---------- Record set ----------
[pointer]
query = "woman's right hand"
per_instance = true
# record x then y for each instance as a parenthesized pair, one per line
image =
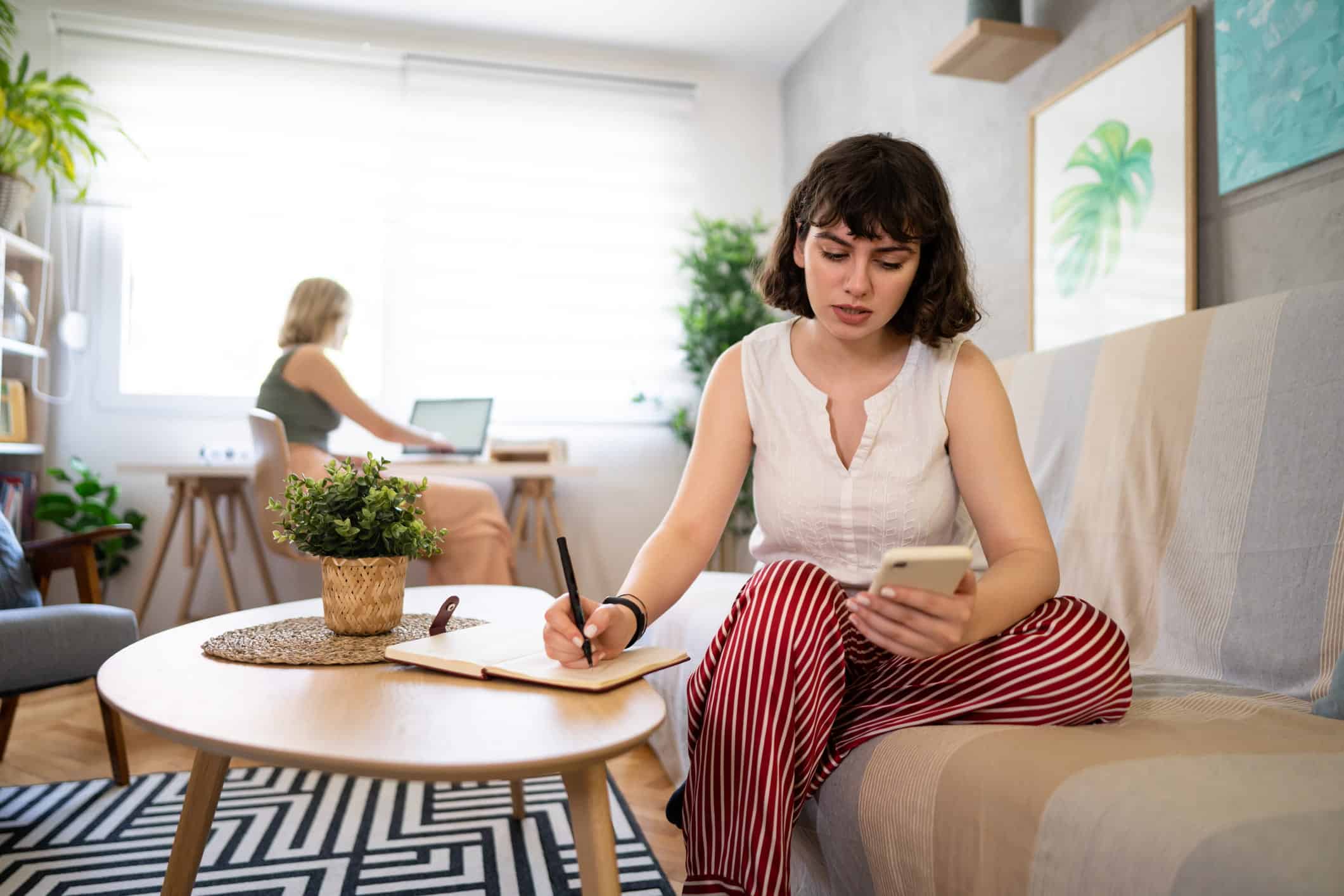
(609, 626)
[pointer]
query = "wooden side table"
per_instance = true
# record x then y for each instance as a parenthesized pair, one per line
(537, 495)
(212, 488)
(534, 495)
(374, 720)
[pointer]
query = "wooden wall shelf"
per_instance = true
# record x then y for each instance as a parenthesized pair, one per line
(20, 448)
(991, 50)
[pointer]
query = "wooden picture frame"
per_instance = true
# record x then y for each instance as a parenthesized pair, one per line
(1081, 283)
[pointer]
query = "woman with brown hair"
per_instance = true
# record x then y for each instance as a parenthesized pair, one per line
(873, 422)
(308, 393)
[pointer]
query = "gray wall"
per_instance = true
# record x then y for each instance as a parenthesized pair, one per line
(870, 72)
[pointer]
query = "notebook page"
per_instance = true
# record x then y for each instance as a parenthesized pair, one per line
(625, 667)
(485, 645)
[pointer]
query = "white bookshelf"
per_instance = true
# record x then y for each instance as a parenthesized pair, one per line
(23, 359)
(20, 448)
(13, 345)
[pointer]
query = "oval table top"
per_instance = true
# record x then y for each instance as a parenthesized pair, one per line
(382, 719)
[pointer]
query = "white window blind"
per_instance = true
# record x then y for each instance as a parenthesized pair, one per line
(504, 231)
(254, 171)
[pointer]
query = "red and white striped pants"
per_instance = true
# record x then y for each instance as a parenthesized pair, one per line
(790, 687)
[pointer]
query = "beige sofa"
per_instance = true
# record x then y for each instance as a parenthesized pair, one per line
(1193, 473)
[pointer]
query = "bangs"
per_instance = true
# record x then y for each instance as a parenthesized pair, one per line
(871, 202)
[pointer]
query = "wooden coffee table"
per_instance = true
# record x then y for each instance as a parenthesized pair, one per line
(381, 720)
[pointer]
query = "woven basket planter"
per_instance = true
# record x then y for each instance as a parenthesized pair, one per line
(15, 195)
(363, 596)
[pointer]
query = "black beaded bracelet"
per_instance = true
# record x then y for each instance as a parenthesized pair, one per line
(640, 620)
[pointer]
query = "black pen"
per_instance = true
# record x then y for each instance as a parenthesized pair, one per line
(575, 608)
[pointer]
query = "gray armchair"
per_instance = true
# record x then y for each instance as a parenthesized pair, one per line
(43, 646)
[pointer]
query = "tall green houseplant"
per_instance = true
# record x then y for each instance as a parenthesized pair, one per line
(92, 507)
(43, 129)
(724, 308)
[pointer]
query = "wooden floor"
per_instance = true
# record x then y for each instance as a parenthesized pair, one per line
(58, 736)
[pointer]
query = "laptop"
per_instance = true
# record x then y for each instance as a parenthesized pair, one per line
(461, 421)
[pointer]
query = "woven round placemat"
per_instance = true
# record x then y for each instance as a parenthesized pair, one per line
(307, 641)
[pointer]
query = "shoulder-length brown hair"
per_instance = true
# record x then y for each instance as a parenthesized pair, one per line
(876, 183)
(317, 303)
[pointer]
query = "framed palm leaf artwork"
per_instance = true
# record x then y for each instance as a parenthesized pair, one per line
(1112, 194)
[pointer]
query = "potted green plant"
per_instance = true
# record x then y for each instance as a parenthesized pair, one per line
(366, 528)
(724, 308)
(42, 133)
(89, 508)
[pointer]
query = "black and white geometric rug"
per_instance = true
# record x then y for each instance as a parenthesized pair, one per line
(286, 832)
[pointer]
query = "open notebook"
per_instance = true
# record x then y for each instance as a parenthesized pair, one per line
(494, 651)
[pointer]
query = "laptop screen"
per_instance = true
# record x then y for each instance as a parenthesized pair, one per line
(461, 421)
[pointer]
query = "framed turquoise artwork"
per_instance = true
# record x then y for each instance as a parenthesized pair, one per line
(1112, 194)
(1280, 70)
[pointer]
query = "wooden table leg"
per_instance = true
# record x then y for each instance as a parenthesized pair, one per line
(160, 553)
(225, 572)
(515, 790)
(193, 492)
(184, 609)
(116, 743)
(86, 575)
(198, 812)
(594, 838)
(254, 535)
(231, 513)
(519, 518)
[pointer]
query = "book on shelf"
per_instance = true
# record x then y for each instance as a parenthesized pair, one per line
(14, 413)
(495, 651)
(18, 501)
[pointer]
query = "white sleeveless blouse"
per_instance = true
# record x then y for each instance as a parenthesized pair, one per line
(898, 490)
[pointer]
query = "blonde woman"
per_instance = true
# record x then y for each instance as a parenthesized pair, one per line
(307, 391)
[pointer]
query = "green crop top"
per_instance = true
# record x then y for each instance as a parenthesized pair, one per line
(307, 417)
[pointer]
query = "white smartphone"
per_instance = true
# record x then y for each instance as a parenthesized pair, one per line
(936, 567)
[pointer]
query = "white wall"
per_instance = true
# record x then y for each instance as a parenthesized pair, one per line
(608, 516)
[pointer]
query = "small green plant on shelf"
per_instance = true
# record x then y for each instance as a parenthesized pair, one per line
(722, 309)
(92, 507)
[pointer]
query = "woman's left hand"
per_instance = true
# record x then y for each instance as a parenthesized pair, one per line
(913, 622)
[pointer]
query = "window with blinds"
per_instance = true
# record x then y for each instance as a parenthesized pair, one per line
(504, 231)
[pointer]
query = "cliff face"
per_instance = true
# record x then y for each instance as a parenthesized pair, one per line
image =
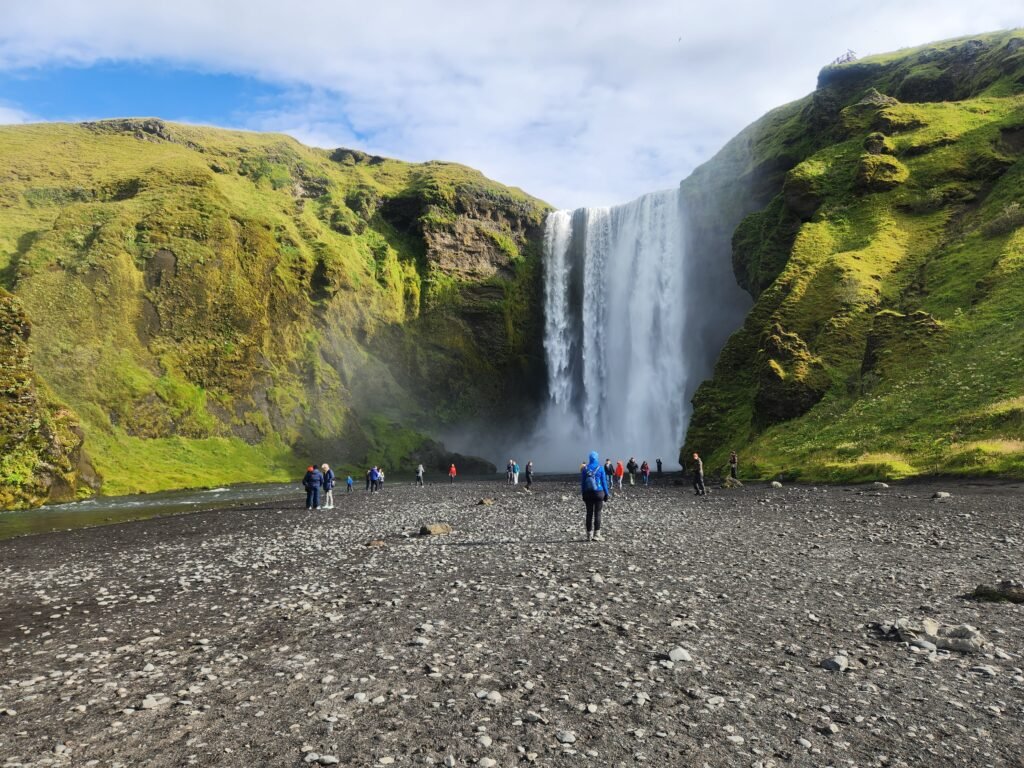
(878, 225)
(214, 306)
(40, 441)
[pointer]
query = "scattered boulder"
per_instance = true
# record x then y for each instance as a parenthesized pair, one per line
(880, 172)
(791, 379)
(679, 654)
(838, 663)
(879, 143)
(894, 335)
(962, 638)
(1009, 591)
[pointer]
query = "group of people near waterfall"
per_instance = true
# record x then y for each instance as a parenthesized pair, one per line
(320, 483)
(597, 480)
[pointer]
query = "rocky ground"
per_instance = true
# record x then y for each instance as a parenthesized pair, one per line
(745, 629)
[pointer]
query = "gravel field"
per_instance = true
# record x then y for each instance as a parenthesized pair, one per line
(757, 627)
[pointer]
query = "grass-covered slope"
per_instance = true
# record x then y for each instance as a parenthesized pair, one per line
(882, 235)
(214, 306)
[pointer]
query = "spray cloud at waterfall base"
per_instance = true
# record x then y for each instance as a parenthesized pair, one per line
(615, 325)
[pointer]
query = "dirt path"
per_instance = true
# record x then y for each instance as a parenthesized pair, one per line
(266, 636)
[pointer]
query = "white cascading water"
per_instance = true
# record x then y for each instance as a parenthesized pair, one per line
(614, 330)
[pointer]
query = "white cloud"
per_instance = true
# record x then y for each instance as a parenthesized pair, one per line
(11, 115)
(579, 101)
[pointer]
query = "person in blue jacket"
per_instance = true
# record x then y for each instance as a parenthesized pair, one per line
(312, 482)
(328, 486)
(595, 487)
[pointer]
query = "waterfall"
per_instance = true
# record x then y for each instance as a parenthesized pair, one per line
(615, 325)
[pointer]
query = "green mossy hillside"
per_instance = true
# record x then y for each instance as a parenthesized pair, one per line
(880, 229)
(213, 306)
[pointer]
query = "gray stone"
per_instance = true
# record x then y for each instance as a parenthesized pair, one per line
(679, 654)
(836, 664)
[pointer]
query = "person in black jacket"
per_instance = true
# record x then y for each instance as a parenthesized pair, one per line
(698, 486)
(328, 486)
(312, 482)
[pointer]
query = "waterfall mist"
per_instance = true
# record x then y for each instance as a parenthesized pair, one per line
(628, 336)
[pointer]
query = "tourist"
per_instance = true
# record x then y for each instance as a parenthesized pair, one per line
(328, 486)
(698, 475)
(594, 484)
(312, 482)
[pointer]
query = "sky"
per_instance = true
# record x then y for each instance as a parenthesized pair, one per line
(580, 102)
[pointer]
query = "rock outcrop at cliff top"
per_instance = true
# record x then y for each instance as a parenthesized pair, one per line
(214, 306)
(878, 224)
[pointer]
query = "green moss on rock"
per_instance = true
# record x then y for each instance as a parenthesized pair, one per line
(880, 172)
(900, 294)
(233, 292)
----------
- [Task directions]
Every line that contains the string "woman" should be returned from the data.

- [Task output]
query = "woman's right hand"
query = "woman with brown hair"
query = "blonde woman"
query = "woman's left hand"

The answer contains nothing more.